(Recorded data)
** START **

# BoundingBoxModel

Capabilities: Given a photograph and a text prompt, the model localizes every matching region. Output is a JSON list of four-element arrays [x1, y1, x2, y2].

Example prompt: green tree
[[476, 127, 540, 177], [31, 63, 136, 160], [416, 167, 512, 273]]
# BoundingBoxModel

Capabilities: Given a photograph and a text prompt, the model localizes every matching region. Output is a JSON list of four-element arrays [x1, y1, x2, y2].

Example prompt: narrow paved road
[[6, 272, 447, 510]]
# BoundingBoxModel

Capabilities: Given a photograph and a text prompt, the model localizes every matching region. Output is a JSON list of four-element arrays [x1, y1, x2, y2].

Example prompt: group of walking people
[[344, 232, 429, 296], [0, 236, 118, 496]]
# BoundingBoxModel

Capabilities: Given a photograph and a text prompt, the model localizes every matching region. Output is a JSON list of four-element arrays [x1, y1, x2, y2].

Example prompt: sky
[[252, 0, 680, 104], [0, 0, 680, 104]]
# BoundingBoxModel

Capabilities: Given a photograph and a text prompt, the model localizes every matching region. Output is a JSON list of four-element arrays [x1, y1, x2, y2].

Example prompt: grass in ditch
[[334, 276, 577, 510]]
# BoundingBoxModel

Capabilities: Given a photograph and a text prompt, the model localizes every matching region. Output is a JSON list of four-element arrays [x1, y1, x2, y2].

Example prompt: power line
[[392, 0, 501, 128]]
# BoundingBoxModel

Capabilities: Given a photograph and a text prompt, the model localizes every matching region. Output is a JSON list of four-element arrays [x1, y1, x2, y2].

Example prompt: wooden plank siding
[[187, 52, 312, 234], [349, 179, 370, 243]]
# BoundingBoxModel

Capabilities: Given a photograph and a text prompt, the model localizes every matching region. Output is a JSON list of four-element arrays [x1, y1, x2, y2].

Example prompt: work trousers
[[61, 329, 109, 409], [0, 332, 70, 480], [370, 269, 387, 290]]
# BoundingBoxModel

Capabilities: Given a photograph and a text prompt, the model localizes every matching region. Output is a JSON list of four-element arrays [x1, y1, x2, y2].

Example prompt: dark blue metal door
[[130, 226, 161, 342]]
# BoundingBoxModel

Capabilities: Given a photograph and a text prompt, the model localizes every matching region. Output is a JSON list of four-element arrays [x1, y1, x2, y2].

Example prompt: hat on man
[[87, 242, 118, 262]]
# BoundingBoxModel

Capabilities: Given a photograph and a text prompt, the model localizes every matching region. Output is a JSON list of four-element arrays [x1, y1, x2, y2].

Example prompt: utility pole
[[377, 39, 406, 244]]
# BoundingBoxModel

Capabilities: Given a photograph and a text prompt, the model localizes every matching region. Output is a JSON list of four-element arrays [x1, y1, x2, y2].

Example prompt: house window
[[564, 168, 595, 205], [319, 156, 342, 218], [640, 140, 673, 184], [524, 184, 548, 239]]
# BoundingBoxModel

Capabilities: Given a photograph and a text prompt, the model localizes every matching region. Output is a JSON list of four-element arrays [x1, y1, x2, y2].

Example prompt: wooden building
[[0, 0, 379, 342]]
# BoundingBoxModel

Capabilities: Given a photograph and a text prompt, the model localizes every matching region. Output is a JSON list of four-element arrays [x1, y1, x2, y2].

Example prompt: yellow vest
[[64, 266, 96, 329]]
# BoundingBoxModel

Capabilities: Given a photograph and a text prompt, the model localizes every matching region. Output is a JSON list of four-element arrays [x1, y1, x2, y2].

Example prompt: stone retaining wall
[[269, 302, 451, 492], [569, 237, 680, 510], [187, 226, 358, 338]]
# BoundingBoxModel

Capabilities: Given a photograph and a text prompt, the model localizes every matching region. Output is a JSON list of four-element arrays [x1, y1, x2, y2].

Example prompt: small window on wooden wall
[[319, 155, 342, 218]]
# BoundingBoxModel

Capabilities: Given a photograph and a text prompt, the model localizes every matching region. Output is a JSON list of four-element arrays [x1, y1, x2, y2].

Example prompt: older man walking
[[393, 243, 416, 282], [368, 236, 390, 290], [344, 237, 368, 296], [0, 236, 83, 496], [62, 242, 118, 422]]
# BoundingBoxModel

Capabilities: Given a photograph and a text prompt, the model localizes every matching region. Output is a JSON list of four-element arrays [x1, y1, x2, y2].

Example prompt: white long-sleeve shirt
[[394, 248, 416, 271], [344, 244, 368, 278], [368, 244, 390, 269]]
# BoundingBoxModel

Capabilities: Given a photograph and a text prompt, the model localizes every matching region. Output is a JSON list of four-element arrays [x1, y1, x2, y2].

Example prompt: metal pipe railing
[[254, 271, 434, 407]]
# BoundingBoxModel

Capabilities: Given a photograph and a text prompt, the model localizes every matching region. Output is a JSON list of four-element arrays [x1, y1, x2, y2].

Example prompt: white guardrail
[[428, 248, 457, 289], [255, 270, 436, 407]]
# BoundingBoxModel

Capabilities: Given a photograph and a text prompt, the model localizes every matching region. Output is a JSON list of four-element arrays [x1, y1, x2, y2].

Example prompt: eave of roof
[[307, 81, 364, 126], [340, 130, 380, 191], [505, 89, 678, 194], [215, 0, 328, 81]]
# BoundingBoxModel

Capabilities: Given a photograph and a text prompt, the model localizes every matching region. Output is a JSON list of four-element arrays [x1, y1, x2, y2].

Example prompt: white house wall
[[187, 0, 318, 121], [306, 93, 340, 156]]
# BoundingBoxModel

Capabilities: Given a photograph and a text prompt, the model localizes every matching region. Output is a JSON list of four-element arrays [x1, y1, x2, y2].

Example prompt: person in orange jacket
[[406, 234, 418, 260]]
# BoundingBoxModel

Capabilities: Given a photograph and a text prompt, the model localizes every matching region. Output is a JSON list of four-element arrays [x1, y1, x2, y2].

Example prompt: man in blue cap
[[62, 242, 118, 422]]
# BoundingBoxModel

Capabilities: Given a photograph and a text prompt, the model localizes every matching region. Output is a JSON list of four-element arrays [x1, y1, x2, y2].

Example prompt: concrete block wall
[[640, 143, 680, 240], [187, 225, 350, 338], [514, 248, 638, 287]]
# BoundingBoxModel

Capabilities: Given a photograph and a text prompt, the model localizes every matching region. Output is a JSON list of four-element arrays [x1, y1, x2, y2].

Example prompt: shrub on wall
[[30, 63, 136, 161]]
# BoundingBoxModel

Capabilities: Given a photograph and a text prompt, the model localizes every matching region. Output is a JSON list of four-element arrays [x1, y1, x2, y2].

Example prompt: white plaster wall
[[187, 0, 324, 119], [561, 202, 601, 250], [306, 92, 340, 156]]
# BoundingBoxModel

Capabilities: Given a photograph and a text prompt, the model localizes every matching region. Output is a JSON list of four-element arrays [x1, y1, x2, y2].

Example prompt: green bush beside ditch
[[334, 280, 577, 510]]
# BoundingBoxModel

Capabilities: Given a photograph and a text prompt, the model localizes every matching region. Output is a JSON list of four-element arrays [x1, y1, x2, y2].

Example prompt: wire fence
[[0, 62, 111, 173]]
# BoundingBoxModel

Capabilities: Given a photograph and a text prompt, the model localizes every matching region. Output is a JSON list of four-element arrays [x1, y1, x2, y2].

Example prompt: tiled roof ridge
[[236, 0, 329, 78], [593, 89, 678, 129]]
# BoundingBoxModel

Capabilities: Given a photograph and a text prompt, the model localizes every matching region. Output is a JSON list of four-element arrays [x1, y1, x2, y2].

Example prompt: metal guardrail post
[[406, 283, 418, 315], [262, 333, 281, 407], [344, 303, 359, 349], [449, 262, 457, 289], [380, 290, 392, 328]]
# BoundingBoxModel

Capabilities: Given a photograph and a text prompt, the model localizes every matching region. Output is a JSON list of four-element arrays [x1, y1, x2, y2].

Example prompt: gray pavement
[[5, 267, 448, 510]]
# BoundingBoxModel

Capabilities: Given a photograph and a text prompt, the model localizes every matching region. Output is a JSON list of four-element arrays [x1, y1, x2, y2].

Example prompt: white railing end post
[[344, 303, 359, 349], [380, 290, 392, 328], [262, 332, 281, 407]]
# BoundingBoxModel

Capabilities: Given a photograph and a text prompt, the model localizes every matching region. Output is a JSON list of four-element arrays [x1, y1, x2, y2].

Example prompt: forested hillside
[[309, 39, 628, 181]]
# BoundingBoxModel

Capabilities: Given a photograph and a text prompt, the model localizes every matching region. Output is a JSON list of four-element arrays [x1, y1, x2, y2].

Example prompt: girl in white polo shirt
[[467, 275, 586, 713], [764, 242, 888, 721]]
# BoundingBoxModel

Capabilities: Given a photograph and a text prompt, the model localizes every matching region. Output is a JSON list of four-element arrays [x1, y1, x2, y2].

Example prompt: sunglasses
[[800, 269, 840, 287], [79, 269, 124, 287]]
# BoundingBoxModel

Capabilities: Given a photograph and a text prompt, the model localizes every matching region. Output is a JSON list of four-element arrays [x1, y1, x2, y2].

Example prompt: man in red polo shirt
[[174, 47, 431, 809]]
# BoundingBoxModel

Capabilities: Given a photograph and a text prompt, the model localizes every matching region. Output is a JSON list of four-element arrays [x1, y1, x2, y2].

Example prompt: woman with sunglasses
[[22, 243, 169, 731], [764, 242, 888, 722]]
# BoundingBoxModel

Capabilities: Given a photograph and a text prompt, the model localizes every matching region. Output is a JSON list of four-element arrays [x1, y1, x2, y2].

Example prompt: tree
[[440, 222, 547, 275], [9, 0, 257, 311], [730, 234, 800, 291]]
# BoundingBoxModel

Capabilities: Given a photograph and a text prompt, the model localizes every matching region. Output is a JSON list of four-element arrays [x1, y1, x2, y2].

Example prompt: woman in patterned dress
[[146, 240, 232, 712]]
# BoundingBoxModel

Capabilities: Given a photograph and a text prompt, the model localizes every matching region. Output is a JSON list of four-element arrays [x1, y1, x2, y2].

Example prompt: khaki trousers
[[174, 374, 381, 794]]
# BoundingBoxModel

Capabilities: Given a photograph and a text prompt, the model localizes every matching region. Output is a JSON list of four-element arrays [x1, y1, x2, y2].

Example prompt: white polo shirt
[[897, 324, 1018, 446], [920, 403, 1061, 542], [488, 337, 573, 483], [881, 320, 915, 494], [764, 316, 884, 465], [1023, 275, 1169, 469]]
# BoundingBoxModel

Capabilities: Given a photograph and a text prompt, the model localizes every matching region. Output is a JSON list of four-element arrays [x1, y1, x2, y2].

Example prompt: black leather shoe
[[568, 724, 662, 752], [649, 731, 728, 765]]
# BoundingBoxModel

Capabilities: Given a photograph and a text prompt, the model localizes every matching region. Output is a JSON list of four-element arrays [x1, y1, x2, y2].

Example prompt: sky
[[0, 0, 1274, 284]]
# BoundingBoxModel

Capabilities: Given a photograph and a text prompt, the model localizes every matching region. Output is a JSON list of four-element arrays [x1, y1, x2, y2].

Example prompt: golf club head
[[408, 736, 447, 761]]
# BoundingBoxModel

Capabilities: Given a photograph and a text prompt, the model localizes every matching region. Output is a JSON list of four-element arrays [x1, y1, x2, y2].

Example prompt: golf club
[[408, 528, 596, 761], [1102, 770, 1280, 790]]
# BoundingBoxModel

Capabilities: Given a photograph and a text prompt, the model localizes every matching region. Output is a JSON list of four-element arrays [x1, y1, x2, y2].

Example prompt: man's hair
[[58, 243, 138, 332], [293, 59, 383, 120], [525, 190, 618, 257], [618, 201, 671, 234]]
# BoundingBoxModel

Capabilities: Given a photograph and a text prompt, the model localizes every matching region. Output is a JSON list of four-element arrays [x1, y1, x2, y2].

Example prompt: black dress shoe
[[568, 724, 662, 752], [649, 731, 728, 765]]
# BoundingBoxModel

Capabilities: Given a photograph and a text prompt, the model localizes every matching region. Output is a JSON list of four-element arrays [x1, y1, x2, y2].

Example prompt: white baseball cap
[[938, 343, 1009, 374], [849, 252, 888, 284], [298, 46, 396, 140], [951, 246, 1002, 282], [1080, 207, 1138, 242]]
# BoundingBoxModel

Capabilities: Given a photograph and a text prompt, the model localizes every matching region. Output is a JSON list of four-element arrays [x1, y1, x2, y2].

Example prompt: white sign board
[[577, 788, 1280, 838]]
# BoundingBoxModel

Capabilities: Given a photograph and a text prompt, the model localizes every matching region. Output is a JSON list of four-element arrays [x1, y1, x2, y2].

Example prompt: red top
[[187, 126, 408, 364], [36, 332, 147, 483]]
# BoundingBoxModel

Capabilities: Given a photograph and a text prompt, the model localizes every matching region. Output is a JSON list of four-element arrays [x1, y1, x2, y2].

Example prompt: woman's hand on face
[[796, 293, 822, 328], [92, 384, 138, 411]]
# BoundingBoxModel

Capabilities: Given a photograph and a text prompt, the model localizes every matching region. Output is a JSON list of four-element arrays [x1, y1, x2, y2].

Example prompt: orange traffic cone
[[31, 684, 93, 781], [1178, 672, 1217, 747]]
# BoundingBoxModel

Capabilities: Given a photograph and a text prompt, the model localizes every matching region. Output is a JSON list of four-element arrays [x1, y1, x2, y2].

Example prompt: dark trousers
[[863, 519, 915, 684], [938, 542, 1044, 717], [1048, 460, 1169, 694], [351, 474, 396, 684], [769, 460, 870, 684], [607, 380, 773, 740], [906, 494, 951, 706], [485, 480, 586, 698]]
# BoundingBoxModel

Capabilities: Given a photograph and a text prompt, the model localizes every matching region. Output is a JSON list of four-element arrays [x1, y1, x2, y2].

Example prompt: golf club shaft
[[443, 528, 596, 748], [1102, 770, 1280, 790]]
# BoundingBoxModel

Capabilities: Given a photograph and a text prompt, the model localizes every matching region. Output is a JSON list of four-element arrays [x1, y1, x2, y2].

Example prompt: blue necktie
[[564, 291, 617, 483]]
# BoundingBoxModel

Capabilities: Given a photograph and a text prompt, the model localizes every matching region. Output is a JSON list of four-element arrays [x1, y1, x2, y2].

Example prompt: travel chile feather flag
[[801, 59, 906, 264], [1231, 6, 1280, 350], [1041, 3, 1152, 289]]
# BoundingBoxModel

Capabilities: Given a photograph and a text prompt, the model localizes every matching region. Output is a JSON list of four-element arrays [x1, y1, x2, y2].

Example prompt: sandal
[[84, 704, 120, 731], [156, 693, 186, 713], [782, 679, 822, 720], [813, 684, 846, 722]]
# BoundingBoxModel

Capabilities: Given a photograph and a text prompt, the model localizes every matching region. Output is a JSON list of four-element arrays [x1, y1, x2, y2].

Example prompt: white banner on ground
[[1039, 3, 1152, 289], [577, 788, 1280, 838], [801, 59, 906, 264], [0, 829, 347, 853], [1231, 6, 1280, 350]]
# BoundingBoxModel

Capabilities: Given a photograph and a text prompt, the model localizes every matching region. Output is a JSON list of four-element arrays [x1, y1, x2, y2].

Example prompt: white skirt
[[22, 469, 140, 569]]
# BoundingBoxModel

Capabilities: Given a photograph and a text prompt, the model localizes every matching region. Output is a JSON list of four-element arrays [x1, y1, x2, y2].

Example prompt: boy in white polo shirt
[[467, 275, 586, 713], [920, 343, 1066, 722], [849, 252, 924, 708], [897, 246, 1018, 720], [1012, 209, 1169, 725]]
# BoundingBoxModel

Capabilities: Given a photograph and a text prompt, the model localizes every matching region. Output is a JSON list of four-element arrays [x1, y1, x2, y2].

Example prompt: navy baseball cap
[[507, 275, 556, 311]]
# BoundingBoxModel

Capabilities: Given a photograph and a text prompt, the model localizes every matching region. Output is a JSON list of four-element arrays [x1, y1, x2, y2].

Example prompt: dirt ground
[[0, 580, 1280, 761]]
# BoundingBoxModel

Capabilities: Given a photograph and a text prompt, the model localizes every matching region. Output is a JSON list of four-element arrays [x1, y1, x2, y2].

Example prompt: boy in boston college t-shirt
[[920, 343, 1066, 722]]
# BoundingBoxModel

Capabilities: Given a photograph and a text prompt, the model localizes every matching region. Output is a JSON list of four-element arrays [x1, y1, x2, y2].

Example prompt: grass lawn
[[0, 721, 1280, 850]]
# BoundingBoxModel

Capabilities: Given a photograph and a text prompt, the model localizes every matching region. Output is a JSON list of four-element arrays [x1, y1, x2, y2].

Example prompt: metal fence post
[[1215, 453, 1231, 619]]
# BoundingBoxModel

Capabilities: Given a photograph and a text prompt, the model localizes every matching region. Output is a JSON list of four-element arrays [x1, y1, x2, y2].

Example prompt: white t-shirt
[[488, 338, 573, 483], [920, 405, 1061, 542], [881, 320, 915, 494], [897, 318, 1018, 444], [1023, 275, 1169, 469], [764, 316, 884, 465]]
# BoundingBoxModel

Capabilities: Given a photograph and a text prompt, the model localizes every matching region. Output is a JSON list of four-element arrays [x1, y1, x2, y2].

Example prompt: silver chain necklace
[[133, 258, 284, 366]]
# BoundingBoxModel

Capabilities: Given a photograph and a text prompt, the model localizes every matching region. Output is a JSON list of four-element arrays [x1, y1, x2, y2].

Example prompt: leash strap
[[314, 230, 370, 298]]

** END **

→ WHAT YOU ARE ASKED TO DO
Rewrite the stretch of material from its first line through the line containing "167, 512, 273]]" as a numbered list, leaving out blank lines.

→ FULL ANSWER
1. # BoundingBoxModel
2. Capabilities: Given a photograph and a text prompt, the model localizes every matching region. Output is a JSON list of four-element arrays [x1, y1, x2, y2].
3. Example prompt: green tree
4. [[476, 127, 540, 177], [31, 63, 136, 160], [416, 167, 512, 273]]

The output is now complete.